DATA PROVIDED.

** start **

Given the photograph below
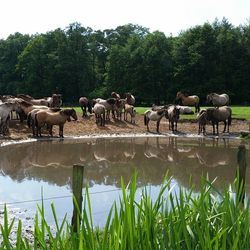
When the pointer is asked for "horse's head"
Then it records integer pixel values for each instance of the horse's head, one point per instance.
(89, 105)
(73, 114)
(70, 113)
(115, 95)
(176, 112)
(111, 101)
(210, 97)
(56, 100)
(178, 95)
(210, 113)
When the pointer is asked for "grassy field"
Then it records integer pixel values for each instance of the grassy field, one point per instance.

** end **

INSTRUCTIONS FOR THE TASK. Copy all of the material above word for word, leaving out the pictures.

OUTPUT FOR THIS EXERCISE.
Given the photograph below
When the pointer is asked for "horse's head"
Then it records integer pixel values for each instance of the horse's head, one point per instance.
(89, 105)
(73, 114)
(70, 113)
(115, 95)
(176, 112)
(111, 101)
(210, 97)
(56, 100)
(178, 95)
(210, 113)
When the pointer is asked for "grassy field"
Then it records integer pixel values for each instance of the grassy field, one point per instance.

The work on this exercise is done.